* _THE REQUEST_
In the forum thread below on merging arrays, list every distinct string value in the arrays that contains a hyphen.
======== PASSAGE PROVIDED ========
Flatten, remove duplicates and sort could be simpler:

const arrays = [
  ['A', 'B', 'C', 'D'],
  ['A', 'B', 'B-bis', 'B-ter', 'C', 'D', 'D-bis'],
  ['A', 'A-bis', 'B', 'C', 'D'],
  ['A', 'C', 'E'],
  ['A', 'B', 'C', 'D'],
];
console.log(
  arrays
    .flat()
    .filter((u, i, all) => all.indexOf(u) === i)
    .sort((a, b) => a.localeCompare(b)),
);

Or event simpler according to Mohammad Usman's now deleted post:

const arrays = [
  ['A', 'B', 'C', 'D'],
  ['A', 'B', 'B-bis', 'B-ter', 'C', 'D', 'D-bis'],
  ['A', 'A-bis', 'B', 'C', 'D'],
  ['A', 'C', 'E'],
  ['A', 'B', 'C', 'D'],
];
console.log(
  [...new Set([].concat(...arrays))].sort((a, b) =>
    a.localeCompare(b),
  ),
);

Answer 4

You can use .concat() with Set to get the resultant array of unique values:

const data = [
  ['A', 'B', 'C', 'D'],
  ['A', 'B', 'B-bis', 'B-ter', 'C', 'D', 'D-bis'],
  ['A', 'A-bis', 'B', 'C', 'D'],
  ['A', 'C', 'E'],
  ['A', 'B', 'C', 'D']
];

const result = [...new Set([].concat(...data))].sort((a, b) => a.localeCompare(b));

console.log(result);

.as-console-wrapper { max-height: 100% !important; top: 0; }

Answer 5

Create a single array using array#concat and then using Set get the unique values from this array then sort the array.
======== DATA SUPPLIED ========
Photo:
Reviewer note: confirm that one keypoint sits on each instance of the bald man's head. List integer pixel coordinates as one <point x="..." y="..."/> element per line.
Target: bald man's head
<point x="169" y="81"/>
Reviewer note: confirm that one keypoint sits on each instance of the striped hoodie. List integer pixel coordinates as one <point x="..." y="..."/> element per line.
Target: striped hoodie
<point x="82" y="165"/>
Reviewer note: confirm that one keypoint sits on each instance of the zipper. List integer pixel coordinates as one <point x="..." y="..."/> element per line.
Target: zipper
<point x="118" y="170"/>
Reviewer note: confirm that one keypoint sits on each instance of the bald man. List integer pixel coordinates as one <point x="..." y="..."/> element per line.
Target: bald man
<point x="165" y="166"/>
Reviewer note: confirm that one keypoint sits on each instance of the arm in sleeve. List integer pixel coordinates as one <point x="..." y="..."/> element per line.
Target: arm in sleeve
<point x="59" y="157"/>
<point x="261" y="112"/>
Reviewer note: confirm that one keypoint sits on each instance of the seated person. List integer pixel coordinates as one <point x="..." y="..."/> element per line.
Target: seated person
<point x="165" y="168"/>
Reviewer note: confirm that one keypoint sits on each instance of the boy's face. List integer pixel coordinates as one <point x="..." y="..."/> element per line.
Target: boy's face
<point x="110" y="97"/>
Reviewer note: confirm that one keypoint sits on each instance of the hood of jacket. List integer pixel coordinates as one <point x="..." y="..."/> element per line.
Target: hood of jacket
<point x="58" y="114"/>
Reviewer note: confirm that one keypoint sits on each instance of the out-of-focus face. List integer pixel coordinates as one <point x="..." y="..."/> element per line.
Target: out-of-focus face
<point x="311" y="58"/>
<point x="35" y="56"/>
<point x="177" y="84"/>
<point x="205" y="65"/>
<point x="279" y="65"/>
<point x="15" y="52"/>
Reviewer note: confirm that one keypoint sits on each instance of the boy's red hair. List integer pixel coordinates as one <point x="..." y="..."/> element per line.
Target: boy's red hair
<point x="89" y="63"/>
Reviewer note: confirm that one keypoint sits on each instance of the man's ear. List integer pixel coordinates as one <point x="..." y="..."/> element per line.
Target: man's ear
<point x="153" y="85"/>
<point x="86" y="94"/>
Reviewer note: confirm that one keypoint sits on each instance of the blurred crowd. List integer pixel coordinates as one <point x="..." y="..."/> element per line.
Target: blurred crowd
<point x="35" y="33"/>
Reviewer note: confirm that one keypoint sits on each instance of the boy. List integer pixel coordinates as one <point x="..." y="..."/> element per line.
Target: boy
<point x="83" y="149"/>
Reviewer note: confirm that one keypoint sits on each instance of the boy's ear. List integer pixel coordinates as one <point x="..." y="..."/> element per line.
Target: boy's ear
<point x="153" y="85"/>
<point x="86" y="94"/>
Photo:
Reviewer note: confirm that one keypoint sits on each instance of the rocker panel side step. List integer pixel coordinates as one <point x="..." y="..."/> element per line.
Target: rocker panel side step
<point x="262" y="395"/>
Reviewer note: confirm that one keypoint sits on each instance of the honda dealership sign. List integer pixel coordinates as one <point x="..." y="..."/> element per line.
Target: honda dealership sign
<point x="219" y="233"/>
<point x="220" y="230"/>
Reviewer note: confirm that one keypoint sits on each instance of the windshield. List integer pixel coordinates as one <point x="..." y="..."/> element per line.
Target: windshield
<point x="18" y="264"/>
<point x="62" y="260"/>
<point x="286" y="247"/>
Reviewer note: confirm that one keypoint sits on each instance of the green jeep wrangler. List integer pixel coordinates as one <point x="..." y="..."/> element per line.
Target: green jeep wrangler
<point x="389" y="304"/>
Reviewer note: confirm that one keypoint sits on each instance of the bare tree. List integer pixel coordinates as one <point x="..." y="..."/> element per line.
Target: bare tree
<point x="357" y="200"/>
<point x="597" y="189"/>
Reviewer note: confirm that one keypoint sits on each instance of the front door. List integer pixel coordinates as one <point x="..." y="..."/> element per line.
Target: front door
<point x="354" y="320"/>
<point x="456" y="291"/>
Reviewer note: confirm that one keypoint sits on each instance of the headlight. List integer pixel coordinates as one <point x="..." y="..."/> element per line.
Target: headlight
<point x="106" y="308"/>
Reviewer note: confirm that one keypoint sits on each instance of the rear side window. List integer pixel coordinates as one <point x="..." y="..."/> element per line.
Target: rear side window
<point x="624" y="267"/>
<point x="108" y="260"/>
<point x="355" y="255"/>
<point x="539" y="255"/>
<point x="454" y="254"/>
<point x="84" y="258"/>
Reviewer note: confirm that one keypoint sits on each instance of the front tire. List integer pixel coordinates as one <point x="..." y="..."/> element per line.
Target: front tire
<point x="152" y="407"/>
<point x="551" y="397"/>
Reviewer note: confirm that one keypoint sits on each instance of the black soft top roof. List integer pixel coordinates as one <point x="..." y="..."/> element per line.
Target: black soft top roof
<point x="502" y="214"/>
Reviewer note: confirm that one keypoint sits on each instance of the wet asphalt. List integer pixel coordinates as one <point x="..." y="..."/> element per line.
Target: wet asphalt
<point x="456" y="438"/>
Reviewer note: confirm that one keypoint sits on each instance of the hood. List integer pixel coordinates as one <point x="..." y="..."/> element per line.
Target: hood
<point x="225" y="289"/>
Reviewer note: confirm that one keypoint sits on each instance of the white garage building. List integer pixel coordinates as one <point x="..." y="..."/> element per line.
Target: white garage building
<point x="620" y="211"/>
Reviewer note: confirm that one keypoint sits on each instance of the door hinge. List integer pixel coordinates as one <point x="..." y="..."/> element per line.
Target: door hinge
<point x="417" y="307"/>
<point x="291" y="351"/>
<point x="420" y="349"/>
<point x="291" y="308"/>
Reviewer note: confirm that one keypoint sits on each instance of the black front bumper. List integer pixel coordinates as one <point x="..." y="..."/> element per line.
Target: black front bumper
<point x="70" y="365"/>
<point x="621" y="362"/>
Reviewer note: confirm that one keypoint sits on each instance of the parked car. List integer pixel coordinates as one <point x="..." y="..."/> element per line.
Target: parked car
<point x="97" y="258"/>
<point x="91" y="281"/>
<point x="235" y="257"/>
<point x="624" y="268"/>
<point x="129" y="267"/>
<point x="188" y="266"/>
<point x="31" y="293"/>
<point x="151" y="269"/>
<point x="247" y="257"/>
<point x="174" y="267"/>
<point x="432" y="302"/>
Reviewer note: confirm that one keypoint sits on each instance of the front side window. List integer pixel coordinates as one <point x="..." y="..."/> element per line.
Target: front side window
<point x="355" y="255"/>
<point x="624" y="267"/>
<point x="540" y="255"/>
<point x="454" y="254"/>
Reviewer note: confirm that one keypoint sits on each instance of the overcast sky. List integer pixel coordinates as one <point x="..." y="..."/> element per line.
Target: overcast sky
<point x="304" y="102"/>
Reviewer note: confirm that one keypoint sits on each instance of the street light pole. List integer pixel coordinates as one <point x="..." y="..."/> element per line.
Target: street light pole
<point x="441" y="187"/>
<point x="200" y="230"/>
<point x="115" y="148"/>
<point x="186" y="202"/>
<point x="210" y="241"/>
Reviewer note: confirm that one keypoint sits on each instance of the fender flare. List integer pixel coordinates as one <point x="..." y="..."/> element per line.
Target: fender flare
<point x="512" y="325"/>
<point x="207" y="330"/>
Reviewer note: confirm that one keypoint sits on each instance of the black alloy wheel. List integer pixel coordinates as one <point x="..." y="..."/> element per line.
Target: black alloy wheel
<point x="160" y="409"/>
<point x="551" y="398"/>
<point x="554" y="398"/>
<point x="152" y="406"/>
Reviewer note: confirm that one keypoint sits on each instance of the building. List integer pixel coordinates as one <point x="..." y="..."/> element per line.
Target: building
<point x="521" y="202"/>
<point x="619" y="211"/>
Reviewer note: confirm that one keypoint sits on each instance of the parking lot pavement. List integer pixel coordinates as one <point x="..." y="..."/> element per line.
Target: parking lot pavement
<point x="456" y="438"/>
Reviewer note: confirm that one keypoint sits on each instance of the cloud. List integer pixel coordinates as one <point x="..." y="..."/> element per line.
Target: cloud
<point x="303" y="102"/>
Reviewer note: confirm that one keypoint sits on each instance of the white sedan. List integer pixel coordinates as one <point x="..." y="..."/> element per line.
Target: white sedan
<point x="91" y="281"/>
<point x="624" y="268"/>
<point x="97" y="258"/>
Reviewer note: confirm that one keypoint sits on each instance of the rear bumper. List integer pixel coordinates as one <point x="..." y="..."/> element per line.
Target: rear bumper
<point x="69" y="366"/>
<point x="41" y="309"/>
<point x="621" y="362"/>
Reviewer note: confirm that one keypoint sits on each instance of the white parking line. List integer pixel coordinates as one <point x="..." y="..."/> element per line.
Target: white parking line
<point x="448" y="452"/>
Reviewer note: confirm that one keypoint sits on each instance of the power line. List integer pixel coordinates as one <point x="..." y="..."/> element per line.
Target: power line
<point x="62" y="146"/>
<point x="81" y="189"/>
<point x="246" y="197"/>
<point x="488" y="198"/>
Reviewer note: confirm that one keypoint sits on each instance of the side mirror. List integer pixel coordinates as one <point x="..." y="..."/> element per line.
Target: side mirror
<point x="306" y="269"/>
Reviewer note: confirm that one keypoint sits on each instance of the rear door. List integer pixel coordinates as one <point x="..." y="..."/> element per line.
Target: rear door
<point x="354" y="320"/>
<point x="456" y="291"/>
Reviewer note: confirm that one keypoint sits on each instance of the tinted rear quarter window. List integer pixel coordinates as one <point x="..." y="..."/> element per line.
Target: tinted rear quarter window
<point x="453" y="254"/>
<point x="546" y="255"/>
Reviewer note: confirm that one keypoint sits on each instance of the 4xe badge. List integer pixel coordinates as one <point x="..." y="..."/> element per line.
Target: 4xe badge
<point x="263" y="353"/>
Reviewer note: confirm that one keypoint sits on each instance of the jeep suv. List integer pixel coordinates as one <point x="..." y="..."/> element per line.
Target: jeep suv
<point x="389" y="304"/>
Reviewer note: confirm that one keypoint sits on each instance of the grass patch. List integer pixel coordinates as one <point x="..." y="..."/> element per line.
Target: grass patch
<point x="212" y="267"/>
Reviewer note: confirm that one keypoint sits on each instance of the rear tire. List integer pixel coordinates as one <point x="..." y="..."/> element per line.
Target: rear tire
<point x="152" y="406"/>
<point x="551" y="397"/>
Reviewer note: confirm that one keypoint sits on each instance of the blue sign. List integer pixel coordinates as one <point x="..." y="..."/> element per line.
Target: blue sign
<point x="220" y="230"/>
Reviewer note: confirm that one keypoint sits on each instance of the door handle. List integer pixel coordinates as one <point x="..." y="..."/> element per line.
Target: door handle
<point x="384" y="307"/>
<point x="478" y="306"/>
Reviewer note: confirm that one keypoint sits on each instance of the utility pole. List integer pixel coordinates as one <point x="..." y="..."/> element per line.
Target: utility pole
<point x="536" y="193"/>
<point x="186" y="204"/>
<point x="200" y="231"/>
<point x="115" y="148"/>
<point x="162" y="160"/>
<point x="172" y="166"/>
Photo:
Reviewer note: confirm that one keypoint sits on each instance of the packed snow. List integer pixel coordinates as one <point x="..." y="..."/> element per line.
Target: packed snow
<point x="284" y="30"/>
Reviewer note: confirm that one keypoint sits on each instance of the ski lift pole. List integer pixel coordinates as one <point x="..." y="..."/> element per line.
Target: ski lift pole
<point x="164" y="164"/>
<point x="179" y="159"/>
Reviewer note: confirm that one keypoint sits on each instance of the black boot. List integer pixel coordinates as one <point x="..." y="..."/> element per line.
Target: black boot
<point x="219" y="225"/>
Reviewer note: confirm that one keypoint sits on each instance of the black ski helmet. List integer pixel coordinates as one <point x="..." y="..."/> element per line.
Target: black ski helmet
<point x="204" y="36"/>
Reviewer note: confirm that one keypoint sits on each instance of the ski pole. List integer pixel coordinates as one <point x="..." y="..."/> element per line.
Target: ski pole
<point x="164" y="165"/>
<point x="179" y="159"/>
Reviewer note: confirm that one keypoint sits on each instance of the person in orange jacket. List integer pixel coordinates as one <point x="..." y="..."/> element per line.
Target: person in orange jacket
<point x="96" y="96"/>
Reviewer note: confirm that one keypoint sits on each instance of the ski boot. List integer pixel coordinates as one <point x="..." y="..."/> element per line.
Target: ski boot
========
* _FINISHED TASK_
B-bis, B-ter, D-bis, A-bis